• [Exercise directions]:
Provide a character-exact reproduction of the lines from the line with "Task: Q: Indicate the grass" to the end of the entries.

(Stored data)
######

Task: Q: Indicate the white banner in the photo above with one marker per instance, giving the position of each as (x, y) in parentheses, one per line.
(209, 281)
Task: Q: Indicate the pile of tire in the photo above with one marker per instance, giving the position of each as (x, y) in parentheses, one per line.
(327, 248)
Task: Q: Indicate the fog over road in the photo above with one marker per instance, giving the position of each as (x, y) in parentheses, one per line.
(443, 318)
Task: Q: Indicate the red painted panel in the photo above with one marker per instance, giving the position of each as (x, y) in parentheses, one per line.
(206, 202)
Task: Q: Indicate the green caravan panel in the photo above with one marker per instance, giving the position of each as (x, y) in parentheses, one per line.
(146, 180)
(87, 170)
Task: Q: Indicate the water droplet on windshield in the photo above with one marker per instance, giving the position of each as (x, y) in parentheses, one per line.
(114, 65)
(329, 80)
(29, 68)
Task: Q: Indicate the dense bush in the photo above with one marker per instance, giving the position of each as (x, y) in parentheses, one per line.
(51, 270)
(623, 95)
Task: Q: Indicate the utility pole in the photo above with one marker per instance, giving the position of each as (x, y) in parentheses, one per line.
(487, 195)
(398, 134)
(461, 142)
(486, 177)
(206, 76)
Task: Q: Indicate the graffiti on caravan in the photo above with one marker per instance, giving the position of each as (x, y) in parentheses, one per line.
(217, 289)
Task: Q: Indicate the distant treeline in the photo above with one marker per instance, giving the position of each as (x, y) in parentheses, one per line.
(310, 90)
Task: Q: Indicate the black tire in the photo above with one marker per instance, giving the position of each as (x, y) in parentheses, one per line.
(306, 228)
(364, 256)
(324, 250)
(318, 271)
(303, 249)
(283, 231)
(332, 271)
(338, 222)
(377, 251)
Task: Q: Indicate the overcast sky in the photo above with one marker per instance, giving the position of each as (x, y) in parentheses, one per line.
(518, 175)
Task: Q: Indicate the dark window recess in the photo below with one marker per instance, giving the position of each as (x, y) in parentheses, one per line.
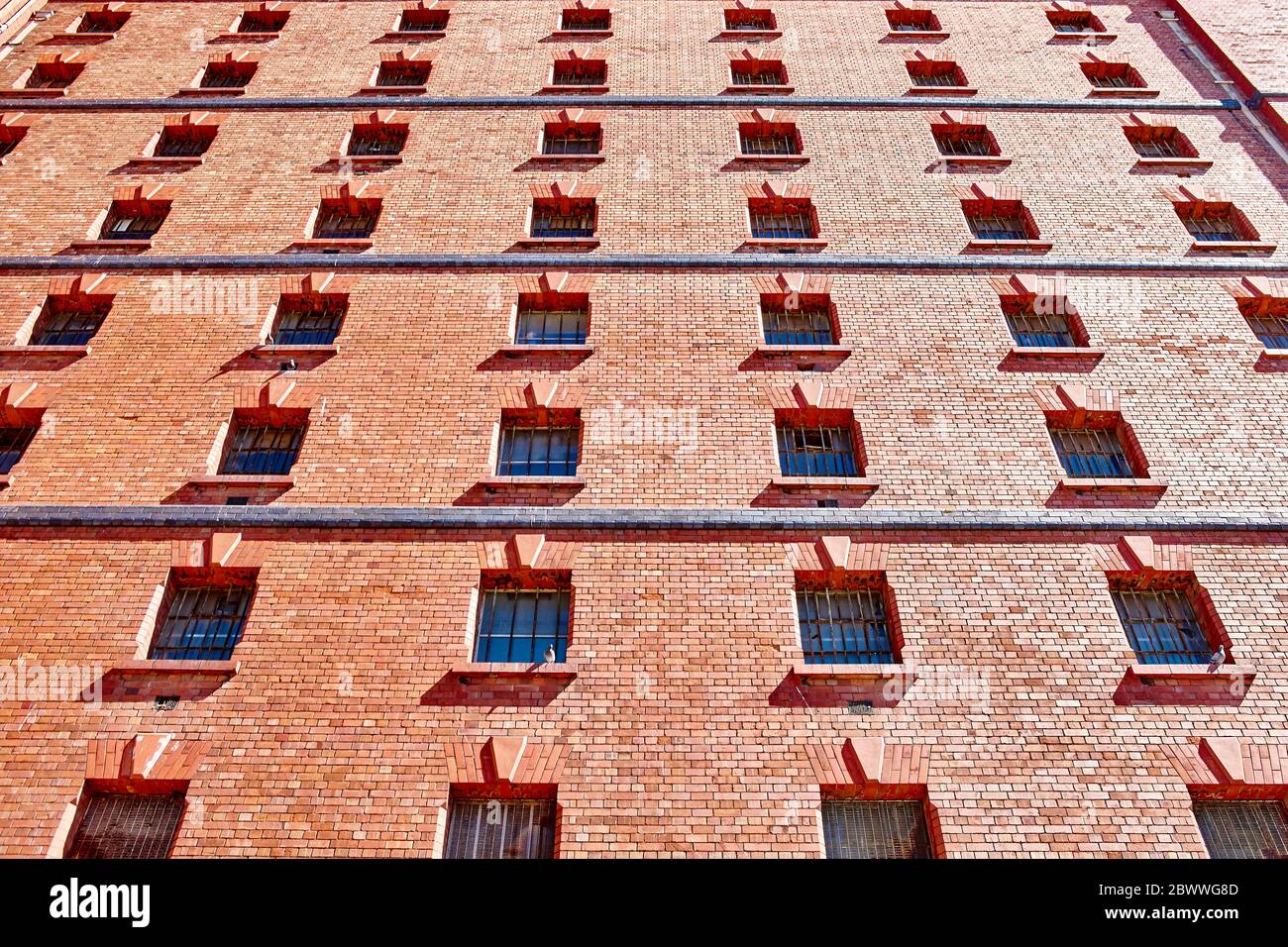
(69, 322)
(262, 449)
(563, 219)
(1162, 626)
(13, 442)
(1243, 828)
(571, 140)
(1038, 330)
(128, 825)
(423, 21)
(809, 324)
(202, 622)
(844, 626)
(519, 625)
(769, 140)
(309, 322)
(816, 451)
(377, 140)
(854, 828)
(1091, 453)
(539, 451)
(500, 828)
(561, 325)
(758, 72)
(580, 72)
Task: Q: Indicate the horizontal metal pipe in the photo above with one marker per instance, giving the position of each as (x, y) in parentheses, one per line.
(614, 519)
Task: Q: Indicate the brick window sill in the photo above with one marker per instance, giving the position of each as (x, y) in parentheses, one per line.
(480, 669)
(1111, 484)
(149, 667)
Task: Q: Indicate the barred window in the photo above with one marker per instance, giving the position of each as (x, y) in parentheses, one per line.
(1091, 453)
(539, 451)
(1162, 626)
(809, 324)
(500, 828)
(13, 444)
(69, 322)
(1243, 828)
(857, 828)
(815, 451)
(519, 625)
(262, 449)
(127, 825)
(309, 321)
(844, 626)
(202, 622)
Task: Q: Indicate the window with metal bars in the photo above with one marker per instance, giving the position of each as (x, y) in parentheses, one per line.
(571, 140)
(769, 140)
(377, 140)
(69, 322)
(782, 221)
(809, 324)
(202, 622)
(758, 72)
(844, 626)
(313, 321)
(13, 444)
(529, 450)
(1031, 329)
(861, 828)
(520, 625)
(127, 825)
(1243, 828)
(500, 828)
(1162, 626)
(561, 324)
(563, 219)
(1091, 453)
(262, 449)
(580, 72)
(816, 451)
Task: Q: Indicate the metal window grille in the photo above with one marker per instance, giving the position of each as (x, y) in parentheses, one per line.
(965, 142)
(1273, 330)
(346, 222)
(13, 442)
(500, 828)
(854, 828)
(1038, 330)
(806, 325)
(572, 142)
(1214, 227)
(769, 142)
(313, 322)
(377, 140)
(997, 226)
(127, 825)
(62, 324)
(844, 626)
(576, 219)
(202, 622)
(580, 72)
(1243, 828)
(1162, 626)
(263, 449)
(532, 451)
(815, 453)
(536, 326)
(782, 224)
(1091, 453)
(519, 625)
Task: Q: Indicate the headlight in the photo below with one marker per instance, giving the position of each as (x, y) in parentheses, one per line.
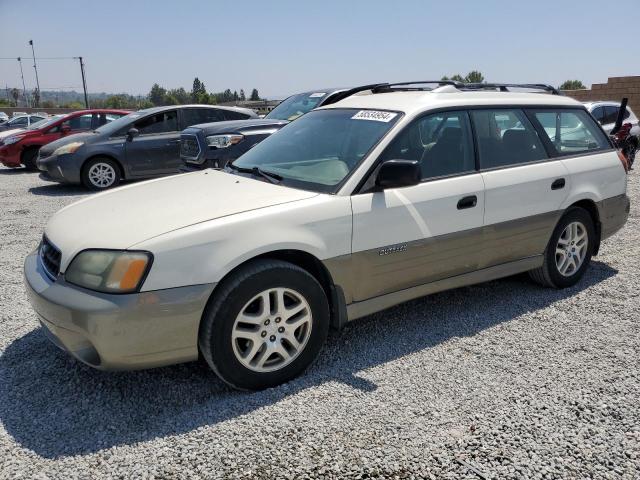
(12, 139)
(68, 148)
(109, 271)
(223, 141)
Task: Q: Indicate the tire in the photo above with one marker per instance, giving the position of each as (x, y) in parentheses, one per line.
(100, 173)
(28, 158)
(223, 338)
(555, 272)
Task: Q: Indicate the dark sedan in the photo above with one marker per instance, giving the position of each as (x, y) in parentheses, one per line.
(215, 145)
(143, 144)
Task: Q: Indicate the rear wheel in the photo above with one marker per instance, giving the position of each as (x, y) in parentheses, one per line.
(569, 250)
(100, 173)
(28, 158)
(265, 325)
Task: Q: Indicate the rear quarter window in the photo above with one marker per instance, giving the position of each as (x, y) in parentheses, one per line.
(571, 131)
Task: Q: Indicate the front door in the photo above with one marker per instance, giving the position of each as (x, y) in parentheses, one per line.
(156, 149)
(410, 236)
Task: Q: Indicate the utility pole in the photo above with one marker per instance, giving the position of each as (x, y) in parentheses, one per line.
(35, 68)
(84, 84)
(24, 88)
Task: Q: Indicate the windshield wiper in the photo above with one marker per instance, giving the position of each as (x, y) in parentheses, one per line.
(258, 172)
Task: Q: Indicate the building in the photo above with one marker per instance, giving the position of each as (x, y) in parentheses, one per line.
(615, 89)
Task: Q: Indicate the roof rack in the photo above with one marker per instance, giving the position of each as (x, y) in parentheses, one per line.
(386, 87)
(504, 87)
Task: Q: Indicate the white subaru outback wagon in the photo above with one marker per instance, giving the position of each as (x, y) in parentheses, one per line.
(395, 192)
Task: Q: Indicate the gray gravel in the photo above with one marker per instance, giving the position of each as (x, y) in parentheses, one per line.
(501, 380)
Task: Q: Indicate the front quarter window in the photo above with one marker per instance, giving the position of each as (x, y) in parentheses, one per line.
(318, 151)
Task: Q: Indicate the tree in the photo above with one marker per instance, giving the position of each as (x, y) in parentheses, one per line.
(157, 94)
(474, 76)
(15, 94)
(572, 85)
(197, 89)
(180, 94)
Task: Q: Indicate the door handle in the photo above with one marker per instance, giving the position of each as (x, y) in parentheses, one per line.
(558, 184)
(467, 202)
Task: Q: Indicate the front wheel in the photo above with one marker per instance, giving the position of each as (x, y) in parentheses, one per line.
(264, 325)
(100, 174)
(568, 252)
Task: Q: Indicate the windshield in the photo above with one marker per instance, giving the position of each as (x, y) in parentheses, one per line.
(321, 149)
(296, 105)
(112, 127)
(45, 123)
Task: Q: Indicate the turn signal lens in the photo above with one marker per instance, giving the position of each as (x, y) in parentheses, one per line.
(624, 160)
(109, 271)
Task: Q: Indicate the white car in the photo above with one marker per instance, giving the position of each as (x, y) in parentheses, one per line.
(393, 193)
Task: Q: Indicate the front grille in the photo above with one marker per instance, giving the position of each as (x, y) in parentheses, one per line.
(189, 147)
(50, 258)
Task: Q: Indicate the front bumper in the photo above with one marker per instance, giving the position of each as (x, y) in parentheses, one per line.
(10, 155)
(117, 332)
(59, 168)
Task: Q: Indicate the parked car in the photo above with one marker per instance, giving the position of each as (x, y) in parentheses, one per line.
(22, 121)
(355, 207)
(214, 145)
(144, 144)
(21, 148)
(606, 114)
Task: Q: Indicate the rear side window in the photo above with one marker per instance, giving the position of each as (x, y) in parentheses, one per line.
(195, 116)
(598, 114)
(231, 115)
(441, 142)
(506, 137)
(159, 123)
(571, 131)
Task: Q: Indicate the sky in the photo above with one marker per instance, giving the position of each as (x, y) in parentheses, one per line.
(282, 47)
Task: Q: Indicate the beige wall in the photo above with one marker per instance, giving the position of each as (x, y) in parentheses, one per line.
(614, 89)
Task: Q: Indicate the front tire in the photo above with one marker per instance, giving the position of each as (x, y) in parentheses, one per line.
(264, 325)
(569, 250)
(100, 173)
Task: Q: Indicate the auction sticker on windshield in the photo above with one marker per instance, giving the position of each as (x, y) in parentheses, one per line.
(375, 115)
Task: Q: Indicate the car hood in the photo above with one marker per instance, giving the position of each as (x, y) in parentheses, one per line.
(233, 126)
(7, 133)
(124, 217)
(49, 148)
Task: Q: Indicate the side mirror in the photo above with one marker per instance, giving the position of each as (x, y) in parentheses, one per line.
(398, 173)
(131, 133)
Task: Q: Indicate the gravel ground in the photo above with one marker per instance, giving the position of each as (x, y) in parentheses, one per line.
(500, 380)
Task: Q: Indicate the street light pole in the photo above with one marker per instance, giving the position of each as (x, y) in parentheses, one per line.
(84, 84)
(24, 88)
(36, 69)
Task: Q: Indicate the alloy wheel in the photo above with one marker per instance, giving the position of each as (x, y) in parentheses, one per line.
(102, 175)
(272, 329)
(571, 249)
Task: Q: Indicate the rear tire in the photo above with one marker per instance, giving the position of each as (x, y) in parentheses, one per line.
(568, 252)
(264, 325)
(100, 173)
(28, 158)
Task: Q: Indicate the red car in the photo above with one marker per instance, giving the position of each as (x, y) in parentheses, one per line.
(21, 147)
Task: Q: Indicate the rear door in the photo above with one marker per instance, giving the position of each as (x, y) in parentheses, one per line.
(405, 237)
(524, 188)
(156, 150)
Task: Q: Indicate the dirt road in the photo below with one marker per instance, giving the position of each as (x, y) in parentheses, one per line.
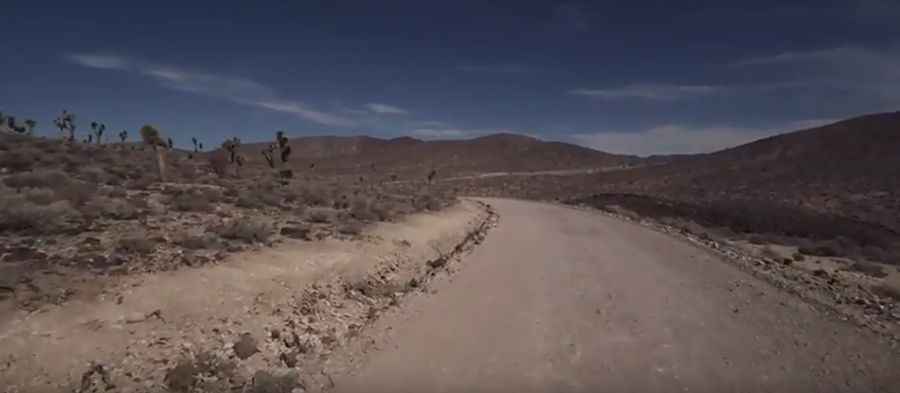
(558, 299)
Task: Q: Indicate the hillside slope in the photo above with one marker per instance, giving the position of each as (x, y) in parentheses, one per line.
(407, 156)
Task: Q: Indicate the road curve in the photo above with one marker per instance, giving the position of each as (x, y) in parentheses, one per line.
(559, 300)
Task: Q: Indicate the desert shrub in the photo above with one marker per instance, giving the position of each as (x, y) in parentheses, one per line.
(40, 196)
(137, 244)
(360, 209)
(140, 183)
(818, 251)
(426, 202)
(231, 192)
(36, 179)
(218, 162)
(869, 269)
(352, 228)
(314, 196)
(248, 230)
(20, 160)
(18, 214)
(188, 201)
(93, 174)
(248, 200)
(118, 209)
(269, 199)
(116, 192)
(198, 242)
(887, 291)
(76, 193)
(320, 216)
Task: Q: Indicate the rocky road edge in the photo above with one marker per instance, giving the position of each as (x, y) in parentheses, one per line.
(308, 328)
(847, 301)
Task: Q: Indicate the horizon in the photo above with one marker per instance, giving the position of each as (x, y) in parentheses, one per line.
(684, 79)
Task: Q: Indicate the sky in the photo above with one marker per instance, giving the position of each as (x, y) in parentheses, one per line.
(636, 77)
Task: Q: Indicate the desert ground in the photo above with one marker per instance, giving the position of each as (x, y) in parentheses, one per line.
(492, 264)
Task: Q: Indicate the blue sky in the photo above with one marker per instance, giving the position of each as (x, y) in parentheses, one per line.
(633, 76)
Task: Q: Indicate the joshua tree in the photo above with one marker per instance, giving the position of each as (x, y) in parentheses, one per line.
(66, 124)
(152, 138)
(431, 175)
(234, 157)
(98, 129)
(284, 151)
(30, 124)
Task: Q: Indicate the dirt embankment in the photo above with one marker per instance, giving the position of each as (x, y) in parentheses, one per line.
(261, 320)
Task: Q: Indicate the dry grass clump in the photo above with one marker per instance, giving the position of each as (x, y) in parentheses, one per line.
(869, 269)
(20, 214)
(191, 201)
(248, 230)
(137, 244)
(36, 179)
(320, 215)
(199, 242)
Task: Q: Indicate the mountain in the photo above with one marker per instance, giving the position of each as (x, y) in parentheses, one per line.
(407, 156)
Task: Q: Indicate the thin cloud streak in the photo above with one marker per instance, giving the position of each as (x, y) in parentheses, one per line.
(384, 109)
(656, 92)
(238, 90)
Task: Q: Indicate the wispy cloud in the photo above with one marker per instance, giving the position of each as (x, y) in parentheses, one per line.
(662, 92)
(106, 62)
(460, 133)
(235, 89)
(497, 69)
(384, 109)
(681, 139)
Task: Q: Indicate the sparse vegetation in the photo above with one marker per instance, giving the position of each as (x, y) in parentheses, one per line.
(248, 230)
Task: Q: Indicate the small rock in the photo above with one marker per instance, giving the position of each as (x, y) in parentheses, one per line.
(296, 232)
(245, 347)
(290, 358)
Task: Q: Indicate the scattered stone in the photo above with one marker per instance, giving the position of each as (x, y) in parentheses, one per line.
(181, 377)
(246, 346)
(296, 232)
(290, 358)
(21, 254)
(266, 382)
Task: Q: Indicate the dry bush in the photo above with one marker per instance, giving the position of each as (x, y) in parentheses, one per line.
(248, 230)
(198, 242)
(218, 162)
(93, 174)
(137, 244)
(36, 179)
(76, 193)
(40, 196)
(426, 202)
(887, 291)
(869, 269)
(818, 251)
(118, 209)
(140, 183)
(353, 228)
(320, 215)
(314, 196)
(20, 160)
(18, 214)
(190, 201)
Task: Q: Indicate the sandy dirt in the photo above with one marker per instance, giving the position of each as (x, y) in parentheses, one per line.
(558, 299)
(139, 326)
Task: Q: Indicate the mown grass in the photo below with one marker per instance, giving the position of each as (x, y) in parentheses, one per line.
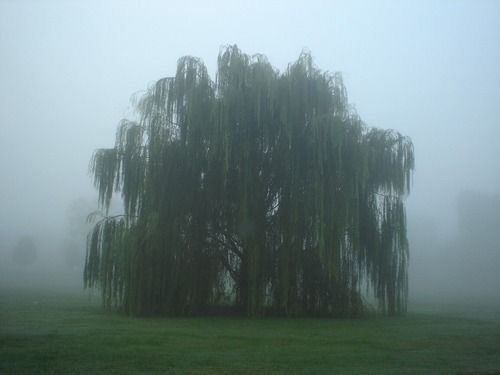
(68, 334)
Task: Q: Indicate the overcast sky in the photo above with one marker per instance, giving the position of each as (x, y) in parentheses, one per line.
(430, 70)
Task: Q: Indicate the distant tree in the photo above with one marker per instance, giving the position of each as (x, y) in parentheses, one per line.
(74, 243)
(262, 188)
(24, 252)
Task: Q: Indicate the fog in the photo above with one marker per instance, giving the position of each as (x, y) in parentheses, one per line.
(430, 70)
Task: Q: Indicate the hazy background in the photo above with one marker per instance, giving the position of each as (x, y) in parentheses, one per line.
(430, 70)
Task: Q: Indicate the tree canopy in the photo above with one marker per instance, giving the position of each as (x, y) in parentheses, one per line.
(261, 191)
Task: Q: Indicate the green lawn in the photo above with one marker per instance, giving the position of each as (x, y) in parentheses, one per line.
(68, 334)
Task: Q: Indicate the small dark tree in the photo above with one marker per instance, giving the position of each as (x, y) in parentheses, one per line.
(24, 252)
(262, 189)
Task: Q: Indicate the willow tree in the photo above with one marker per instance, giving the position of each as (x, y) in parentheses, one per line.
(260, 190)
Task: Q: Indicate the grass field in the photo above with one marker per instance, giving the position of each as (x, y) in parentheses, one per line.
(68, 334)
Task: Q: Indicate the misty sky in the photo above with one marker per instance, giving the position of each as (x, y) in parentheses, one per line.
(430, 70)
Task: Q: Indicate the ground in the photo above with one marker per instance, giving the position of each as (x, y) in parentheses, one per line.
(70, 334)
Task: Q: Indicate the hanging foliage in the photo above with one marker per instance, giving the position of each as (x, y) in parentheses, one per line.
(263, 191)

######

• [Response area]:
Task: Q: Indicate the grass field in the photo above with one marker per instance, giving the position of each as (x, y) in parentheses, one per line.
(68, 334)
Task: Q: Indicate the misty sky in the photo above with one marker per instance, giving the position of each as (x, y) in parentheses, one per line.
(430, 70)
Task: Q: Indicate the ground in the photo above with one marker per instance, giving the position of each as (x, y) in parentheses, one per line.
(70, 334)
Task: Q: Indicate the hanging foliage in the photo above with one marker per instance, giving the position of each as (x, y) in parentheses, one per line.
(263, 191)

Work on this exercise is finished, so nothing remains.